Given task: Retype the line where "the train carriage" appears and each line that follows it down to the last line of the records below. Leave the pictures out.

Location identification entries:
────────────────────
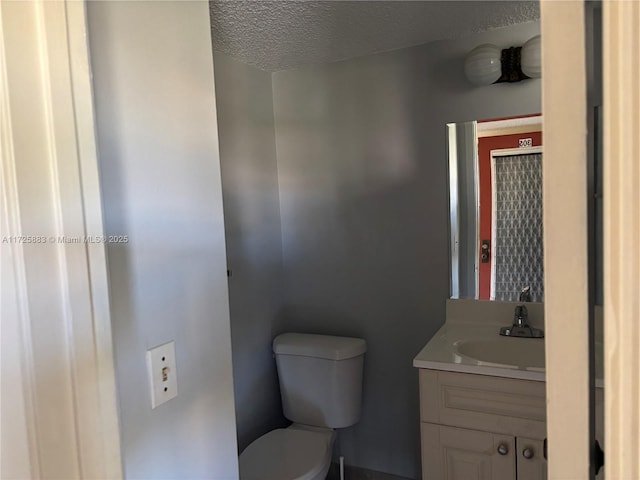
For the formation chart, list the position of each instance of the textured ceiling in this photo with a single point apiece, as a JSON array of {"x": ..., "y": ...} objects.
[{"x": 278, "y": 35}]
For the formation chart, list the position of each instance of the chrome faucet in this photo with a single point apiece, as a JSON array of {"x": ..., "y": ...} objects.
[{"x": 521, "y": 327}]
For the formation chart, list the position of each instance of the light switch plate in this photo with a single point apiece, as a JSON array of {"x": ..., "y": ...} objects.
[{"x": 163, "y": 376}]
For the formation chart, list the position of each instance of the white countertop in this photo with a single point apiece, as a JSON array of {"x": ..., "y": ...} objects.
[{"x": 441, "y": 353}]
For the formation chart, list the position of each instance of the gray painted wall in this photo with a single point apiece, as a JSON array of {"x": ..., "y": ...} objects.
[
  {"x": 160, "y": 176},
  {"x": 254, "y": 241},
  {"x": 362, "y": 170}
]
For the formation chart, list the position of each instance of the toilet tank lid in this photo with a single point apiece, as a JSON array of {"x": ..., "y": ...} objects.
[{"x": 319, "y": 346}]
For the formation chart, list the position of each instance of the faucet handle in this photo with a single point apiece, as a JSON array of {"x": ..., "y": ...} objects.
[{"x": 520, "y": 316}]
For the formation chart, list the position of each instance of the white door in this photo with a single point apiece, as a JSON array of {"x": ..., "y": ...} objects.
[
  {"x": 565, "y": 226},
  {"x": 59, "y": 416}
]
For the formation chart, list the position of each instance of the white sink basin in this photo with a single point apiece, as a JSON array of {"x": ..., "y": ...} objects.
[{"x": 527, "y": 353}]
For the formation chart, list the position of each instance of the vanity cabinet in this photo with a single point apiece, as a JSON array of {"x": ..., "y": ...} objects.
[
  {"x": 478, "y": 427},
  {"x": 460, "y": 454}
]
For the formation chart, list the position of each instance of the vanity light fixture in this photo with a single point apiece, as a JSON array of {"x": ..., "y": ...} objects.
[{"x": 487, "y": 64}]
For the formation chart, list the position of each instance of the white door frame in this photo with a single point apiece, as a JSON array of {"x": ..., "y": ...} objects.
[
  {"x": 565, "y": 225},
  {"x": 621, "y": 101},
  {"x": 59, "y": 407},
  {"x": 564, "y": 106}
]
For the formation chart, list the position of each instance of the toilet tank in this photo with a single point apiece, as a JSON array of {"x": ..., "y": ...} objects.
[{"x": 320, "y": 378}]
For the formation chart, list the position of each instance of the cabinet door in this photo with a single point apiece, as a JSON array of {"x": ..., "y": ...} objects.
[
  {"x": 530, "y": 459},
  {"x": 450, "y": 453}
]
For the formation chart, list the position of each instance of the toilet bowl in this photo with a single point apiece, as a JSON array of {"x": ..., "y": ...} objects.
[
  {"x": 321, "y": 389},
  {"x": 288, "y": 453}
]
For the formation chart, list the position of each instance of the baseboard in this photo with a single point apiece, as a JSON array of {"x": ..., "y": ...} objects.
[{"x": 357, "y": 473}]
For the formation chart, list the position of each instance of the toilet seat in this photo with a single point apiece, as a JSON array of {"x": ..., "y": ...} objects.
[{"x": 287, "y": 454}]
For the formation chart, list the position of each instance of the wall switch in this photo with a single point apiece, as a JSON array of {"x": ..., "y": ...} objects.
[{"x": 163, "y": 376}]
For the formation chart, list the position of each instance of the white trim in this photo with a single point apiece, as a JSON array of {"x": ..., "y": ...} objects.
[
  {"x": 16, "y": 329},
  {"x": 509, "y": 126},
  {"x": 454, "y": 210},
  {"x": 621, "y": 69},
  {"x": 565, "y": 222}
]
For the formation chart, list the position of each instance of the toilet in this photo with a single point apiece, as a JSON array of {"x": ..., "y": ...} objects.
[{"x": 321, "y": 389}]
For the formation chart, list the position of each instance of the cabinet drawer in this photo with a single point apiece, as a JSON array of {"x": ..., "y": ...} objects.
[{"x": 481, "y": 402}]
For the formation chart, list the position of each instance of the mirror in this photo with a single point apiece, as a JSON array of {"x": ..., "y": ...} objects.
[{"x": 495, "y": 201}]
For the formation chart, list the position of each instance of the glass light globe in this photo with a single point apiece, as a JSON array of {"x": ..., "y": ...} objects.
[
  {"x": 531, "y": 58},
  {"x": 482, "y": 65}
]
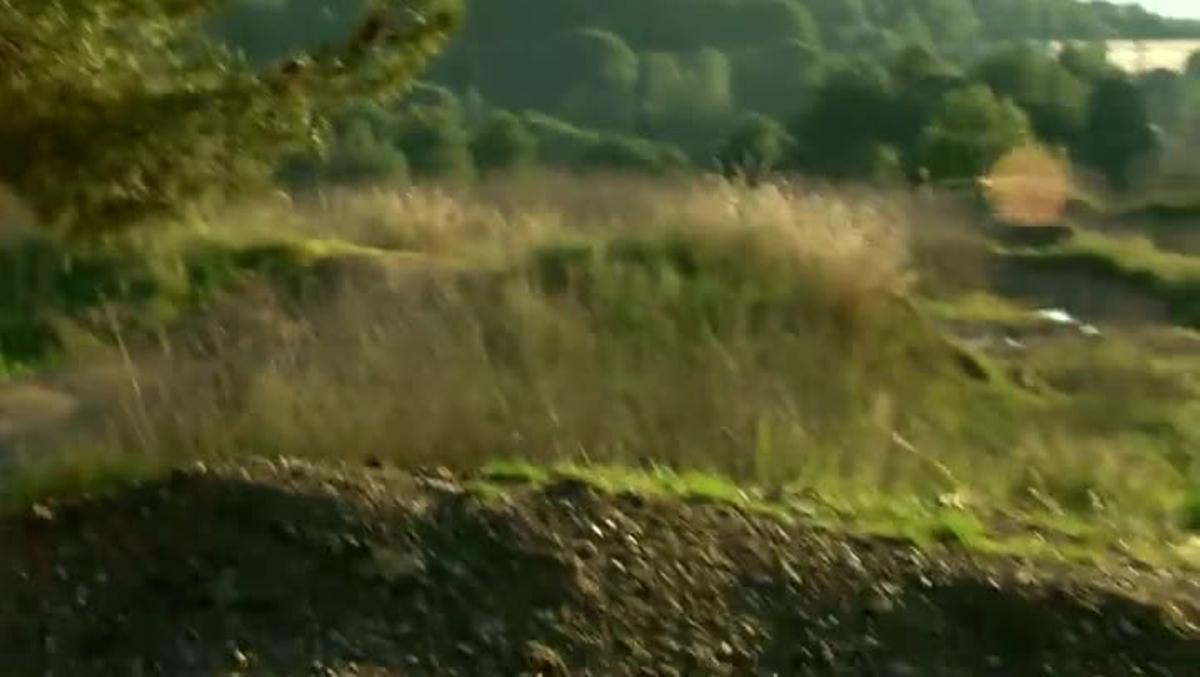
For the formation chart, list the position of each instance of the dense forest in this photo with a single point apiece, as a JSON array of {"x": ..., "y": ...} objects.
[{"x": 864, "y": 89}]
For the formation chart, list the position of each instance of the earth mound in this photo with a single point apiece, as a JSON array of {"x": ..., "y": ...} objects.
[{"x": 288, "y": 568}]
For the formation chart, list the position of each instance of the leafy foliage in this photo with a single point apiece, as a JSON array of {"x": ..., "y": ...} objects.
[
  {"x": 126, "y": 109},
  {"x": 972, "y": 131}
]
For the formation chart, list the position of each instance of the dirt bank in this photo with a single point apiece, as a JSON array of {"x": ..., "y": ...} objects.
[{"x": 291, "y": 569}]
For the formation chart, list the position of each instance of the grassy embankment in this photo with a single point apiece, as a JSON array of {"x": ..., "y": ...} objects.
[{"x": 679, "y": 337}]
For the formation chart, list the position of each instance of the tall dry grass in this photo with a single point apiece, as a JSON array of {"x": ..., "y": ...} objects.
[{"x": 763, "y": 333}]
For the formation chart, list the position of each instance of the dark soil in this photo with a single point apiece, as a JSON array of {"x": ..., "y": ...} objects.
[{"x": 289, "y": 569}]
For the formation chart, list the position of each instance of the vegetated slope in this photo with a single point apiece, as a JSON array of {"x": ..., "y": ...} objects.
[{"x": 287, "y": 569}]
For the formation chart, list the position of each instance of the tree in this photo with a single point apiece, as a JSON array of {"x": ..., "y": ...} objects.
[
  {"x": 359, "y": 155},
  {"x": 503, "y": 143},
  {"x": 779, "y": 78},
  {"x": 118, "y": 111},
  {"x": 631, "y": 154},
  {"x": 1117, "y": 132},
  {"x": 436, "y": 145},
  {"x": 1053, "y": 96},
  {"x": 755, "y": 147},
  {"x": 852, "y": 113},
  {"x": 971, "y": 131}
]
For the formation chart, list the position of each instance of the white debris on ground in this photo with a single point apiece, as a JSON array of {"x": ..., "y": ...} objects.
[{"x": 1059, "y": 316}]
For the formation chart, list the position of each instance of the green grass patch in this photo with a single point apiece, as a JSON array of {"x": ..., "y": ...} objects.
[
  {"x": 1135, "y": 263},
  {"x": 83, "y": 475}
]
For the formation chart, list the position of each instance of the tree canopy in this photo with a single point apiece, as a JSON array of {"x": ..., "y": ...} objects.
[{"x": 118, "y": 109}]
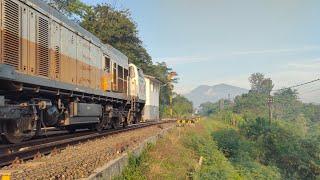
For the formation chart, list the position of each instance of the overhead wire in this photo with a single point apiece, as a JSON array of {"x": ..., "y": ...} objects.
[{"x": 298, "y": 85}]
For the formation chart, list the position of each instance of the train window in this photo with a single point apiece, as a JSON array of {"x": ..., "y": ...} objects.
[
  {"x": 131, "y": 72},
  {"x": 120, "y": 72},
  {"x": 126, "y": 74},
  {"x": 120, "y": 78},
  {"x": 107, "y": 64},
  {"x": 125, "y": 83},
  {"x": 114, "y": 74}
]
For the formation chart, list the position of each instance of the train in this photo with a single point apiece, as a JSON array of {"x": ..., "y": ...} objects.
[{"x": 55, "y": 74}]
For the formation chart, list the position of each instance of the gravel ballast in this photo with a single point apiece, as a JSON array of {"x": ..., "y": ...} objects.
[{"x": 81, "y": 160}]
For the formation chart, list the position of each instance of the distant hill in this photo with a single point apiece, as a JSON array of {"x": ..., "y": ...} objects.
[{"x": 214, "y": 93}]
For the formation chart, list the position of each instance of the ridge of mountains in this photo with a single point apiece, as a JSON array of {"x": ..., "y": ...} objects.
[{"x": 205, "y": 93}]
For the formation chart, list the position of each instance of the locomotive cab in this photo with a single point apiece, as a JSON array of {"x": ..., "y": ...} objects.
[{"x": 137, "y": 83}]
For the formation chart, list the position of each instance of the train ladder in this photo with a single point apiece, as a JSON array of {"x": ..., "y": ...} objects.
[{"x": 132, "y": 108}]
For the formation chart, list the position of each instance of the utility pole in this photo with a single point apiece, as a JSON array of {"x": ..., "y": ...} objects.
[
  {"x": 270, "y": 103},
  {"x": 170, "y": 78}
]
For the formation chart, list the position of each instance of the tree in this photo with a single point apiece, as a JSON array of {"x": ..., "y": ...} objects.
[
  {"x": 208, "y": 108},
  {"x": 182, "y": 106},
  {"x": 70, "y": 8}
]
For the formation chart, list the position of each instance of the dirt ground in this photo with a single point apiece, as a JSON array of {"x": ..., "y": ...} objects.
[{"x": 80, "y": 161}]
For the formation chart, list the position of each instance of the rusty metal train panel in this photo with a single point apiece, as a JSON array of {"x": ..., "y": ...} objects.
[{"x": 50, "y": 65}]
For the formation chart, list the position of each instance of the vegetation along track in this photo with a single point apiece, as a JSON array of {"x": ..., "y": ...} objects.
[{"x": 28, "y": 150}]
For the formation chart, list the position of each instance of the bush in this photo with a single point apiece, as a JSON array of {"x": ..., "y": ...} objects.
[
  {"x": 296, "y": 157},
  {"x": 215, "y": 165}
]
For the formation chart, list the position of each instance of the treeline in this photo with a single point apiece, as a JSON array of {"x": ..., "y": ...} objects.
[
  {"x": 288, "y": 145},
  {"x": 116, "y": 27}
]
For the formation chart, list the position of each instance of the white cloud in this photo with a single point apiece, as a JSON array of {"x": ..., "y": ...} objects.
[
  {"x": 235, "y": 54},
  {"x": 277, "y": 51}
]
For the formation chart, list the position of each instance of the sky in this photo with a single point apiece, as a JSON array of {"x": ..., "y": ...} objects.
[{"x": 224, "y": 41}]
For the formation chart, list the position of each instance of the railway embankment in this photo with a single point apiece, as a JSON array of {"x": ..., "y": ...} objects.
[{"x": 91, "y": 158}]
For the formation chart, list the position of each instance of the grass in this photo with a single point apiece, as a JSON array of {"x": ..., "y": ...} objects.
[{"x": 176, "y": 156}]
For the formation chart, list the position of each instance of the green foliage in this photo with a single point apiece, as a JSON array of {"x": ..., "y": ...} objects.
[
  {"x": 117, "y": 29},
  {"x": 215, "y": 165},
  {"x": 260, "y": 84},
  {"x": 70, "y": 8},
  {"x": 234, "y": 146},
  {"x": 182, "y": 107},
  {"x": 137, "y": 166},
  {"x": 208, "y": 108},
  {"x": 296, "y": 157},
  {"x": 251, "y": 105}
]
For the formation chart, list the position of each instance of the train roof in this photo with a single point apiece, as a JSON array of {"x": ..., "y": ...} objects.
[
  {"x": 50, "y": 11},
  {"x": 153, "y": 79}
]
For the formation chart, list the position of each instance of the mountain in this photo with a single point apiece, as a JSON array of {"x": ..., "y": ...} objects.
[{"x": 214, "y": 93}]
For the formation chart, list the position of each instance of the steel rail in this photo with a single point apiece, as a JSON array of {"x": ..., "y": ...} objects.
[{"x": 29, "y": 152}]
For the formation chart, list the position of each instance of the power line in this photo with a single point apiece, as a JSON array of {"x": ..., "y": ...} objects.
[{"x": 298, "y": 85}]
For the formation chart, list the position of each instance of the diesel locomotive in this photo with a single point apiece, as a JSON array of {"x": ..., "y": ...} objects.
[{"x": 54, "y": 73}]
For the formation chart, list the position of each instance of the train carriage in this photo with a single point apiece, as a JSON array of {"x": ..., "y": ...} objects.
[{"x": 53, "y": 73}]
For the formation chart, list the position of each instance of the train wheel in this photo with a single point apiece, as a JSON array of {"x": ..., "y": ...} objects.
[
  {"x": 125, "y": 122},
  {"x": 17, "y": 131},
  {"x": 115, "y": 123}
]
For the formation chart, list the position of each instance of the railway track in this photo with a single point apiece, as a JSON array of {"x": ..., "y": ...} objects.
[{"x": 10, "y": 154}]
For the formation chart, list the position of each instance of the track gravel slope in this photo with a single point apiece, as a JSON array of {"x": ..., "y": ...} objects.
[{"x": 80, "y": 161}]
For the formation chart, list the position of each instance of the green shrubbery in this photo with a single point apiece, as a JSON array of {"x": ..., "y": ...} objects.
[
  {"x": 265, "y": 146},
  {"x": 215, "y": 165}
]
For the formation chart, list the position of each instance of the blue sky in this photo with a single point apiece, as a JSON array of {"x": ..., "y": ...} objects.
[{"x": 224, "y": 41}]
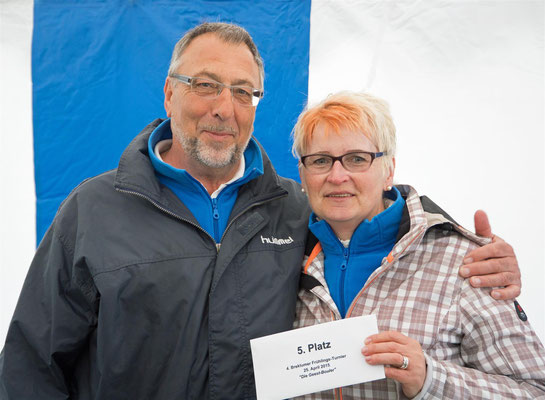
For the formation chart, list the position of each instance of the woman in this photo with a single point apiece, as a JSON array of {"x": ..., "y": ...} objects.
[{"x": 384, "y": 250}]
────────────────────
Task answer:
For the formation chart, list the position of each instance of the train carriage in this photo with a single point apiece, as a JSON array of {"x": ..., "y": ...} objects.
[{"x": 53, "y": 73}]
For the formation chart, list the position of each instance of the train wheel in this photo with a single point apiece, as a JSON array of {"x": ..., "y": ...} objects.
[
  {"x": 125, "y": 122},
  {"x": 17, "y": 131},
  {"x": 115, "y": 123}
]
For the formation chart, list the position of each instance of the railway track in this photo with a single point apiece, as a JSON array of {"x": ..., "y": ...} objects.
[{"x": 10, "y": 154}]
For the formation chart, list the position of each instance of the track gravel slope in this photo with a single point apiece, as a JSON array of {"x": ..., "y": ...} objects.
[{"x": 80, "y": 161}]
For the formation chart, list the position of each instance of the green shrubbery in this photo with a single point apiece, as a JSON array of {"x": ..., "y": ...} objects.
[
  {"x": 265, "y": 146},
  {"x": 215, "y": 165}
]
For the formation chart, list the position of each instance of the blue sky in this photo with a single point apiece, as a JSON array of {"x": ..., "y": ...} objects.
[{"x": 224, "y": 41}]
For the formation chart, list the position of each instance of the woman in this photo with a single point apiece, as a JSON array of {"x": ..., "y": ...} objects.
[{"x": 384, "y": 250}]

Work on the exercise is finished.